**Problem requirements**
Exactly the lines from the one containing "Objective — locate every instance of the red sneaker" through the end of the data below are to be reproduced, and nothing besides them.

**Records of labeled points**

[START]

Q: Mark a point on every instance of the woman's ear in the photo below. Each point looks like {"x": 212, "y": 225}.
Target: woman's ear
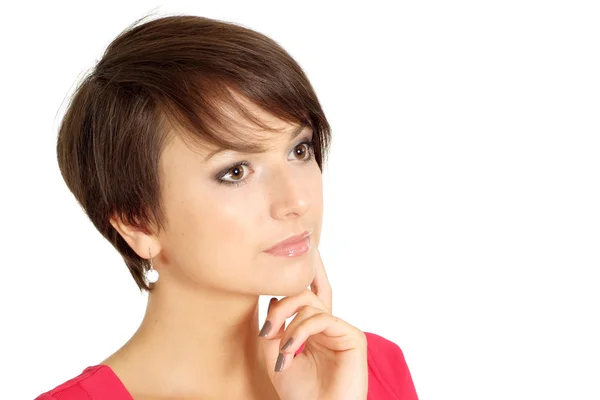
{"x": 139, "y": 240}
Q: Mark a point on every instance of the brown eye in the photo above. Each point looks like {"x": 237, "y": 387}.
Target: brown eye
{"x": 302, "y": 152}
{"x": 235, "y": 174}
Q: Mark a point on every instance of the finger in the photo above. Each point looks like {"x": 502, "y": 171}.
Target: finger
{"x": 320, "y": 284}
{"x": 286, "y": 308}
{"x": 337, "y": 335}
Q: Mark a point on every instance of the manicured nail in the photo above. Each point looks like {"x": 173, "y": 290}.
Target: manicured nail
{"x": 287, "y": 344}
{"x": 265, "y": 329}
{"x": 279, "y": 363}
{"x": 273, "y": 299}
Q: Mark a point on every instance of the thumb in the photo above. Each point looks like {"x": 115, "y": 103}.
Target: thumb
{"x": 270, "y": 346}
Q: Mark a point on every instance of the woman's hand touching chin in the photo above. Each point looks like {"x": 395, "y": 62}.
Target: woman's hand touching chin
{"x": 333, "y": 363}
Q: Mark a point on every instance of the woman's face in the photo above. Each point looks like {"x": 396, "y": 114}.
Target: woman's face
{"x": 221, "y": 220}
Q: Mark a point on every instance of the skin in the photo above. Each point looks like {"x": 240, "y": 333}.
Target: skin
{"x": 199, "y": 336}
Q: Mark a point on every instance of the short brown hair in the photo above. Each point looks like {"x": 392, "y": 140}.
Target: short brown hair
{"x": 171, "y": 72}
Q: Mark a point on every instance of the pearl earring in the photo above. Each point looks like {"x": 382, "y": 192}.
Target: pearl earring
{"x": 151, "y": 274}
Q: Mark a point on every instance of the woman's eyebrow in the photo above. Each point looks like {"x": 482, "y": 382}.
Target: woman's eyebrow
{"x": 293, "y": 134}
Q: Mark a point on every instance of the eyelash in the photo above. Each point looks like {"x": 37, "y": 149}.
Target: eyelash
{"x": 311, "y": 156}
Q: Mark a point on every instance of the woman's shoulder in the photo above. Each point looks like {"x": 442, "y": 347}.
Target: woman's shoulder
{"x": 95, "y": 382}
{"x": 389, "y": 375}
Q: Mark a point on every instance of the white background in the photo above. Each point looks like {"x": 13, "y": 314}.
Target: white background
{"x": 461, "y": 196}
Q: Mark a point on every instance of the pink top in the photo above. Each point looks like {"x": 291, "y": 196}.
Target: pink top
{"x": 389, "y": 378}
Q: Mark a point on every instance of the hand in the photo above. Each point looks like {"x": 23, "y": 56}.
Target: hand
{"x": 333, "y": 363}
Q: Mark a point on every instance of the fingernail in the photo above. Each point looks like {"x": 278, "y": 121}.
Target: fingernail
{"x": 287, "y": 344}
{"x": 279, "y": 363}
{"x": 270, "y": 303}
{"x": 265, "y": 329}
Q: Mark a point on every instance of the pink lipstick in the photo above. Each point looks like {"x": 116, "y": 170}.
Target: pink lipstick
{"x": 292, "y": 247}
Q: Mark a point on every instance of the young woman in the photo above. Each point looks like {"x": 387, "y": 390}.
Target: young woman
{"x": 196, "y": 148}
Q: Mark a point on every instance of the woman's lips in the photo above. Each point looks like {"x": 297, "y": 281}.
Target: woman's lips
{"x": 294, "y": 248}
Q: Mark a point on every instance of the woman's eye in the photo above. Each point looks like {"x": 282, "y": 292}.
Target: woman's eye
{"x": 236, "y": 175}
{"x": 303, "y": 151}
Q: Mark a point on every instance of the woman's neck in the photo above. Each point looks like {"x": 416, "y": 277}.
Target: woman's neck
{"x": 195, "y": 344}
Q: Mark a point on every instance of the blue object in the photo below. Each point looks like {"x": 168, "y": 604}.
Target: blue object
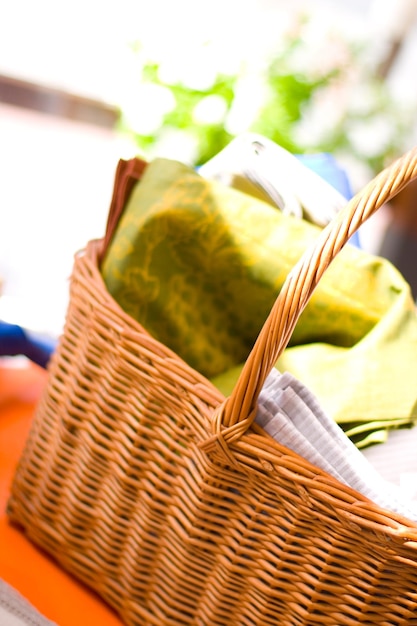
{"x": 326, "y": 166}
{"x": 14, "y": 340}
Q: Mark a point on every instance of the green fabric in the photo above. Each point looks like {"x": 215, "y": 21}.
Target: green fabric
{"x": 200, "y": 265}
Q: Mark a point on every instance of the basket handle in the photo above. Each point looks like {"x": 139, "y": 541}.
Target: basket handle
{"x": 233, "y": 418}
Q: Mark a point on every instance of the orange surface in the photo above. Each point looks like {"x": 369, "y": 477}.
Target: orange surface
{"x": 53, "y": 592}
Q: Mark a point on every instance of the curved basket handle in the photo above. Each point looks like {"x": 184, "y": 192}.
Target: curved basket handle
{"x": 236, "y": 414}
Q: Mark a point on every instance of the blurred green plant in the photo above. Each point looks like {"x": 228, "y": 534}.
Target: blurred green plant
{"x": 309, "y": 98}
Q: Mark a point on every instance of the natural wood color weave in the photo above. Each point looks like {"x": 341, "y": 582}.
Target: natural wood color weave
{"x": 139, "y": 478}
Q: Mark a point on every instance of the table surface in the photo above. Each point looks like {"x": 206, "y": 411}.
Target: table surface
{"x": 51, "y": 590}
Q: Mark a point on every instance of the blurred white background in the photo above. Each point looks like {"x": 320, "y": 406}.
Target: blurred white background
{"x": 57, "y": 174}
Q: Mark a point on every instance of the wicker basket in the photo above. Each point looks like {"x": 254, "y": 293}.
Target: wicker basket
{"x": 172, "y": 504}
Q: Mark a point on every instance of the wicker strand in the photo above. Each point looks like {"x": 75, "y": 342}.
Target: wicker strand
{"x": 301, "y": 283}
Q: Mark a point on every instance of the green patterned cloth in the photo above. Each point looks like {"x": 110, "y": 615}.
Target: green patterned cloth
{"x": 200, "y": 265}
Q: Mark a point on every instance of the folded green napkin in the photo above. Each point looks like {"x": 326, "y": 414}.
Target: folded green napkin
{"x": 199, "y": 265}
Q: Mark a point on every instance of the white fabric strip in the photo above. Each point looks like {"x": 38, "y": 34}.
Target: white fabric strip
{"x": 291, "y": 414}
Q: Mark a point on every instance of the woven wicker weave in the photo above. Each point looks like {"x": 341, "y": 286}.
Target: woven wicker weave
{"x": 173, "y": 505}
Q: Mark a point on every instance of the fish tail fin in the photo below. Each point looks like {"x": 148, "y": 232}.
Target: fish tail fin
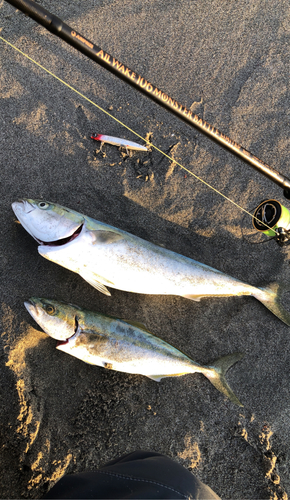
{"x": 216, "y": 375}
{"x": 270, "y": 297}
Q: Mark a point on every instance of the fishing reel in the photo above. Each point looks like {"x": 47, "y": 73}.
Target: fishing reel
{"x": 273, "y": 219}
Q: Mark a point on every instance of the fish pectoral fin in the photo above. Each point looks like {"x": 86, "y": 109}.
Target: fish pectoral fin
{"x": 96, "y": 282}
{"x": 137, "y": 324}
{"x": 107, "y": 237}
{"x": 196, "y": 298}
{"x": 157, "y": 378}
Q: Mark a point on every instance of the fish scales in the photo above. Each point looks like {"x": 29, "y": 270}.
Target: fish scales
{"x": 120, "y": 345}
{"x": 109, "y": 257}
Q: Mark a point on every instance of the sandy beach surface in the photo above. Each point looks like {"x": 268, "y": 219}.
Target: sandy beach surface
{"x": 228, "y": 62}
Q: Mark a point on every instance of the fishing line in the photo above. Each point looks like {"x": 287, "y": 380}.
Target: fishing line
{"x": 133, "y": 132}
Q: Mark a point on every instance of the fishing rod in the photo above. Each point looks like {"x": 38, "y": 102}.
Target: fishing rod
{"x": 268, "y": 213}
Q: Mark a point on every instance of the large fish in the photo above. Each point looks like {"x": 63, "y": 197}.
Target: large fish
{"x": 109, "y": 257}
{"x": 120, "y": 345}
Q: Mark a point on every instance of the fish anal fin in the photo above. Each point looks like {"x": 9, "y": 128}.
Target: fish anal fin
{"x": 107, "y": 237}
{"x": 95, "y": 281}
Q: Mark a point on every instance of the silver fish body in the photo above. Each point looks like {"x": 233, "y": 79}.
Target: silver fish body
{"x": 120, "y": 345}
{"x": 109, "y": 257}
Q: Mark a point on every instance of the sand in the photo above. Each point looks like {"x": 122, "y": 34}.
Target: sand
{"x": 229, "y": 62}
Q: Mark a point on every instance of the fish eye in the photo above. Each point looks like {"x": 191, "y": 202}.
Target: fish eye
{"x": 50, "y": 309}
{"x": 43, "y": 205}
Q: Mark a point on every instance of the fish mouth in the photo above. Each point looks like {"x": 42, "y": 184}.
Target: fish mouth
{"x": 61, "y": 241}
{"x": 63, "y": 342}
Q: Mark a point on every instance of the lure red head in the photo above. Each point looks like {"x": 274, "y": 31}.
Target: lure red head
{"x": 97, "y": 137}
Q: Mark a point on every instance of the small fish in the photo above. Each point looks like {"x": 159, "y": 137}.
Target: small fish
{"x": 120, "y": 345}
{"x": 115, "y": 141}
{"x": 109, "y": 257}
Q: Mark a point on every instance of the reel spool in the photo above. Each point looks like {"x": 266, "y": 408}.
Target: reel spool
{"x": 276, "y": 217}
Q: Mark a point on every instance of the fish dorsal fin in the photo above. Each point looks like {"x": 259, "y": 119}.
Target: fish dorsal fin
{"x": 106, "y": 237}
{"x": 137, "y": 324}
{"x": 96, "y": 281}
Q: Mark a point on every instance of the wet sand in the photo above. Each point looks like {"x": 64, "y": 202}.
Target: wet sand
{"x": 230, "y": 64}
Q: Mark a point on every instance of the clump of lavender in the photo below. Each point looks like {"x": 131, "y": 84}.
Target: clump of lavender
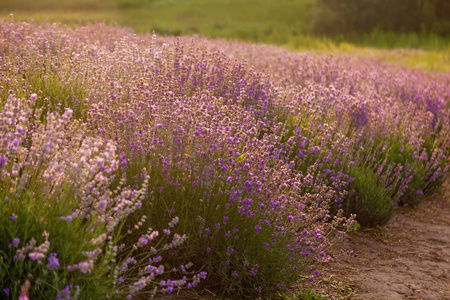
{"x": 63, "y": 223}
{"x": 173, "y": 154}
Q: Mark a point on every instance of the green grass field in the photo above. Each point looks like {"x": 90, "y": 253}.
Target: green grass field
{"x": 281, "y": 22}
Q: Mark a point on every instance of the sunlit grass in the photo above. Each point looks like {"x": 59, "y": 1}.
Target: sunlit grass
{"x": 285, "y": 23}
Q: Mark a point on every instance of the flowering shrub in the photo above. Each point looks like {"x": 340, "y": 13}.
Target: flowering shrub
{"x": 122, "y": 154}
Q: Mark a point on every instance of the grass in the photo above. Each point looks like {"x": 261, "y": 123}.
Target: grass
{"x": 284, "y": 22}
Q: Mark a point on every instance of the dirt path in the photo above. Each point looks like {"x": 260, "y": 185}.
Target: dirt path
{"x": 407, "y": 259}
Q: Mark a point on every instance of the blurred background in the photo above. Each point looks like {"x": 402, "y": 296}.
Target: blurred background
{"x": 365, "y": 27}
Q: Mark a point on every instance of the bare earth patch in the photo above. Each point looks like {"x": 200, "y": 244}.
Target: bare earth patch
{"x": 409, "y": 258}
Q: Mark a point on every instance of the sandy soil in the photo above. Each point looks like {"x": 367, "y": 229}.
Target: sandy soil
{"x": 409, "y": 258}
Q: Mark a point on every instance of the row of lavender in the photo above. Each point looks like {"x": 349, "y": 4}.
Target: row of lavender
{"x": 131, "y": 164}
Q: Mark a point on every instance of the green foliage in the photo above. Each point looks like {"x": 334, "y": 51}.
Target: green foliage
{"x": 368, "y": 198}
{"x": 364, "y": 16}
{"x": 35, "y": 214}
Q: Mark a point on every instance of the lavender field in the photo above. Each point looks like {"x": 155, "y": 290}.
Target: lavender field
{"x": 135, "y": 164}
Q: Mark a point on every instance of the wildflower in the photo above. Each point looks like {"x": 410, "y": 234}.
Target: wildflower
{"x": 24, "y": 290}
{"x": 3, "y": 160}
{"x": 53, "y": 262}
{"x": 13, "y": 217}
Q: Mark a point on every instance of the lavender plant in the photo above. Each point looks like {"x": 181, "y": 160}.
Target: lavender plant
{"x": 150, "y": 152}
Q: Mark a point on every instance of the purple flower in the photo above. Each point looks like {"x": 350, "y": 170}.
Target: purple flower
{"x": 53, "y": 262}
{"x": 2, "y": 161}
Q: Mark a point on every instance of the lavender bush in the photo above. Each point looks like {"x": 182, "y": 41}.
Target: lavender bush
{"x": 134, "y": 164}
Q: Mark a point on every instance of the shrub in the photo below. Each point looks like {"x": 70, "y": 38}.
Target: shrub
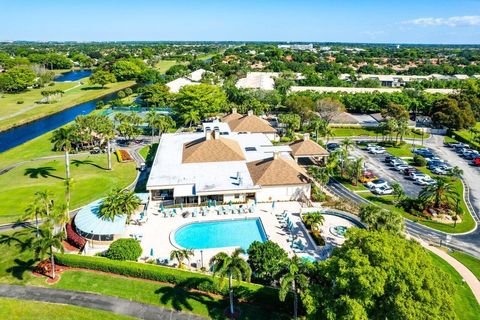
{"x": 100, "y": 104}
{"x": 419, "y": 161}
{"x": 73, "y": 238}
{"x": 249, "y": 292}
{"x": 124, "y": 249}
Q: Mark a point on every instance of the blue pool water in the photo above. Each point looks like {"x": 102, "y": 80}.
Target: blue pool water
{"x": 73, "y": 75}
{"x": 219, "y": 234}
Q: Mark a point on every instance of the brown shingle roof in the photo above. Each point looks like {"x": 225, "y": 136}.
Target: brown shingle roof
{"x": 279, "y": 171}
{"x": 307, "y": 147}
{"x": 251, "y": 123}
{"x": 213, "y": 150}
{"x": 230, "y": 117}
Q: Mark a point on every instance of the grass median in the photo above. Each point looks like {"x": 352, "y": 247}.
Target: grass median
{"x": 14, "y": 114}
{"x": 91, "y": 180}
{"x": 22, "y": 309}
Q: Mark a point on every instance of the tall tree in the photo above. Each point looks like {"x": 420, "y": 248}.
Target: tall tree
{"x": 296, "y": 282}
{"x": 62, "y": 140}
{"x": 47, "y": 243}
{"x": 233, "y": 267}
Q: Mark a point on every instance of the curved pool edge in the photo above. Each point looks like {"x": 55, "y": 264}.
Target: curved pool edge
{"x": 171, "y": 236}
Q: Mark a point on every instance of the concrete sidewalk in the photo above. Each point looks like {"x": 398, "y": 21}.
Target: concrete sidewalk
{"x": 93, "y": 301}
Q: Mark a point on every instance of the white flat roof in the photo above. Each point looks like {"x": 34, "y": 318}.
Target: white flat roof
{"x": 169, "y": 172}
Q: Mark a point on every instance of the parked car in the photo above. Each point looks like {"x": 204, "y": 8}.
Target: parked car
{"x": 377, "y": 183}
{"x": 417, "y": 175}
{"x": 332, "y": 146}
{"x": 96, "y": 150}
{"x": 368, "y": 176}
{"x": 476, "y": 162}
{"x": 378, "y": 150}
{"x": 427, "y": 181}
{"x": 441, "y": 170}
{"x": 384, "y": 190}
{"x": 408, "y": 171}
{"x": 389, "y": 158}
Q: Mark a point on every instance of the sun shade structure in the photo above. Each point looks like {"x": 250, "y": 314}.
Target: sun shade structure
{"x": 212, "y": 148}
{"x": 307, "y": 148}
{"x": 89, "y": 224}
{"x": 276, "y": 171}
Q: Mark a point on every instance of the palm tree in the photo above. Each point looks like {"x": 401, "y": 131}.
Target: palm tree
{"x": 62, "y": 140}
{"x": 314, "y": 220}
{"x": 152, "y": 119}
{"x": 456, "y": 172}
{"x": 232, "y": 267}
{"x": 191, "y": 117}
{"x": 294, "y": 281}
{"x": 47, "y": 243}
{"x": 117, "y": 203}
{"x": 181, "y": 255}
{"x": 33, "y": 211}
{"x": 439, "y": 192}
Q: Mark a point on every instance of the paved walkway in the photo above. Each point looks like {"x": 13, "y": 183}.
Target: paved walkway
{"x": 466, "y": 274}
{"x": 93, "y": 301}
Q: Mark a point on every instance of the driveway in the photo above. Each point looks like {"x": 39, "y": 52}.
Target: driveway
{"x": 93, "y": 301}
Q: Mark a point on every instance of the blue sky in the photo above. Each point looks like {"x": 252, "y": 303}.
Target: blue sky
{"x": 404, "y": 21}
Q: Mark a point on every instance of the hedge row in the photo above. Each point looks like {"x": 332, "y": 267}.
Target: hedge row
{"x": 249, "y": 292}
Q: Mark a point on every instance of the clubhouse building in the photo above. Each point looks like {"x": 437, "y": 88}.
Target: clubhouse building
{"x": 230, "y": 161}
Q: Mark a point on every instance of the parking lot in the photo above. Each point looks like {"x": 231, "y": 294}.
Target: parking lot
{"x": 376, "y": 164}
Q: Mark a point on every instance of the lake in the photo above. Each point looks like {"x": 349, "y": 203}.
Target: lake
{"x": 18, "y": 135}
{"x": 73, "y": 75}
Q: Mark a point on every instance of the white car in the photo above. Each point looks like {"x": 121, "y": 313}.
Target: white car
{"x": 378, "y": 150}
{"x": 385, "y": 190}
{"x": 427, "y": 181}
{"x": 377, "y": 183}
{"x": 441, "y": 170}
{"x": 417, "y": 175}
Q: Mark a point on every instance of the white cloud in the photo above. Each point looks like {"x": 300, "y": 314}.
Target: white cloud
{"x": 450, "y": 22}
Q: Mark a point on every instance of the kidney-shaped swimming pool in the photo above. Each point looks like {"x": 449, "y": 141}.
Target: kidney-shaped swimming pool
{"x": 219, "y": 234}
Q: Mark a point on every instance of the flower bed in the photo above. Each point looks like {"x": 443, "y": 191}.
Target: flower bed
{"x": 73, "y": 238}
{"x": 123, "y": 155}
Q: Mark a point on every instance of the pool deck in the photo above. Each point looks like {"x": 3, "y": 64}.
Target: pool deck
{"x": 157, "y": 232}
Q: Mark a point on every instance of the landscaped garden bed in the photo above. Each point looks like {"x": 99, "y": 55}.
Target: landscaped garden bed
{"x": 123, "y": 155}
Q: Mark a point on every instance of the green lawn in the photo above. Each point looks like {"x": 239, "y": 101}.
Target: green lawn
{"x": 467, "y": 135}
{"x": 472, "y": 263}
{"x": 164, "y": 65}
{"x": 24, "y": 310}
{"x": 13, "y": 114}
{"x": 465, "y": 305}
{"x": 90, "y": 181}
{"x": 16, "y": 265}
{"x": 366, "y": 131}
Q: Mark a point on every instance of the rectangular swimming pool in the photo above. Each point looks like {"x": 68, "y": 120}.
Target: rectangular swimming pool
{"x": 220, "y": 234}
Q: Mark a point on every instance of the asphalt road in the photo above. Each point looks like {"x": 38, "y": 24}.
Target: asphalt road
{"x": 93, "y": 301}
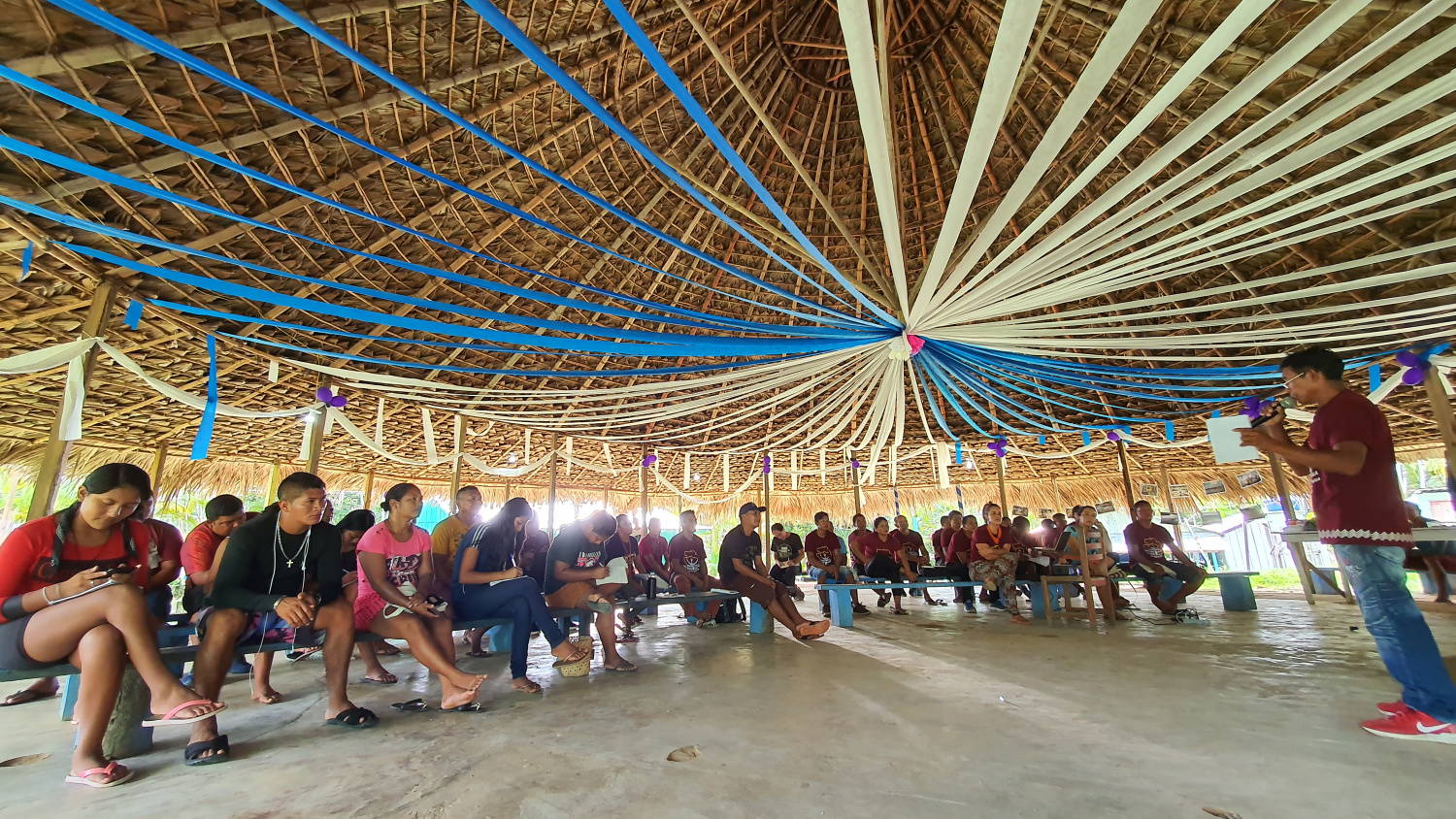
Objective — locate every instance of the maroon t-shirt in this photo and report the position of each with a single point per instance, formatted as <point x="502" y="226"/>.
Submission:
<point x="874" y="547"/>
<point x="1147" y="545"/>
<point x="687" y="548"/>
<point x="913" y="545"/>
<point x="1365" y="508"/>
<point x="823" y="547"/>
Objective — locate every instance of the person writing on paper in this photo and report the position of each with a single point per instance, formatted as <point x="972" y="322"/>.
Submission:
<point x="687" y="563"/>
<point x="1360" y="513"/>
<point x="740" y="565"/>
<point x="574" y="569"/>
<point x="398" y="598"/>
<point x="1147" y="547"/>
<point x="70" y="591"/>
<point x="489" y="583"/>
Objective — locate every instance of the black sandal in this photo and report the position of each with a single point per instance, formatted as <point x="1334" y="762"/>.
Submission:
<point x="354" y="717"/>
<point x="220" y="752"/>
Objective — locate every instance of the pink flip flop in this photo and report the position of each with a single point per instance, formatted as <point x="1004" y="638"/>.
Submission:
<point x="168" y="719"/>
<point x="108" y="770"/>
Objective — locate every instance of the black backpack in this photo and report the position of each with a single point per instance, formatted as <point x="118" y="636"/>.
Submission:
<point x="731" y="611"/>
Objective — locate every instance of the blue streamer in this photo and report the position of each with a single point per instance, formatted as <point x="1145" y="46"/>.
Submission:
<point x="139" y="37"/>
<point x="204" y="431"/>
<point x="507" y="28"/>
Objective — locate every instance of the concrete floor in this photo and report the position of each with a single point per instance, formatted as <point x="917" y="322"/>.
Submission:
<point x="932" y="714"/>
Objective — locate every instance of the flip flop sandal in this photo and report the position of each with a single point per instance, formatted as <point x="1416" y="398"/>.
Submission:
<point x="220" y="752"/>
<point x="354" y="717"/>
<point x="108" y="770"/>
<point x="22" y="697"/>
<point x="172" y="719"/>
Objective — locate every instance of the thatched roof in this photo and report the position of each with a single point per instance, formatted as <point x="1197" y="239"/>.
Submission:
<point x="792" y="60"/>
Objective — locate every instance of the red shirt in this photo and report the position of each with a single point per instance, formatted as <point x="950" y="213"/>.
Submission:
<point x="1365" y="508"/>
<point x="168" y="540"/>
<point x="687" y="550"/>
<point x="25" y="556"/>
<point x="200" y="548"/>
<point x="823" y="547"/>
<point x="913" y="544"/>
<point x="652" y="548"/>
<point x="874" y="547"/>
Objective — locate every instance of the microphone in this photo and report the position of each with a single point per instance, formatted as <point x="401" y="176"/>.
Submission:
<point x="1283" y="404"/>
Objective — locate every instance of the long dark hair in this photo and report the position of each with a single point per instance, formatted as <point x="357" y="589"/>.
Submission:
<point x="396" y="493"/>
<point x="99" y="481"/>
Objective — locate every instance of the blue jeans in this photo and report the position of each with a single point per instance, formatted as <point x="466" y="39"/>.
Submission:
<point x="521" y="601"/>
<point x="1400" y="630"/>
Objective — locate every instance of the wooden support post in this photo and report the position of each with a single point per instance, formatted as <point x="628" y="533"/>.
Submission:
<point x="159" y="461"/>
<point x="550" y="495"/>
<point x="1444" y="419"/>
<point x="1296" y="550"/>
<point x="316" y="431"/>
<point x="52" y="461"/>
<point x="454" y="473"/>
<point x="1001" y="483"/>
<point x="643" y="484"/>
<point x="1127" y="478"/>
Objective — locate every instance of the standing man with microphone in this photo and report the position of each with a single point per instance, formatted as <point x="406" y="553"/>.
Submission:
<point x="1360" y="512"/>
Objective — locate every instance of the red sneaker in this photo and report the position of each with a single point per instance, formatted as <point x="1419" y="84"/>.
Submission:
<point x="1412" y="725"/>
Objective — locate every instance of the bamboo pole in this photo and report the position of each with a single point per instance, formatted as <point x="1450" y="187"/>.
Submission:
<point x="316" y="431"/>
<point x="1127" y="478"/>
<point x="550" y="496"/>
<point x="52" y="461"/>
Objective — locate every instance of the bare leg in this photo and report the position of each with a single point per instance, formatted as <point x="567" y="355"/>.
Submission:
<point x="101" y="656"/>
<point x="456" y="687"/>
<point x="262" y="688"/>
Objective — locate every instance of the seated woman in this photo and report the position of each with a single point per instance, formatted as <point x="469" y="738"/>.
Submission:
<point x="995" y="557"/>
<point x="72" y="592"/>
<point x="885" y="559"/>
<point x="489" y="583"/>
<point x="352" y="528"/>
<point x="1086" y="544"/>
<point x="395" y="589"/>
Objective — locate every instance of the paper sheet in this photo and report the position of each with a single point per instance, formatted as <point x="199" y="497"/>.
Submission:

[END]

**Task solution**
Objective — locate every instance of the red sneaker in this photo and report the position of each with a single point per instance, formatted as <point x="1419" y="84"/>.
Submission:
<point x="1412" y="725"/>
Objective — locate every instance of the bamboo pole in this photo and report the position of each with a single point per instance, formatted as <point x="1450" y="187"/>.
Submission:
<point x="316" y="431"/>
<point x="1127" y="478"/>
<point x="550" y="496"/>
<point x="52" y="461"/>
Objective — locate every instance of the bare leg in this photo and report the position of each with a single point per instance, formatted as <point x="567" y="355"/>.
Submission:
<point x="101" y="656"/>
<point x="456" y="687"/>
<point x="262" y="688"/>
Objective — locate every instance of the seated woman in this photo and report the position of each with a single point per instance, formatted as <point x="469" y="738"/>.
Submission:
<point x="995" y="557"/>
<point x="72" y="592"/>
<point x="885" y="559"/>
<point x="489" y="583"/>
<point x="352" y="528"/>
<point x="1086" y="544"/>
<point x="395" y="589"/>
Objective — locate every instance of the paper sheet in this photo and report the position of each with a single point per instance, formatted as <point x="199" y="497"/>.
Submission:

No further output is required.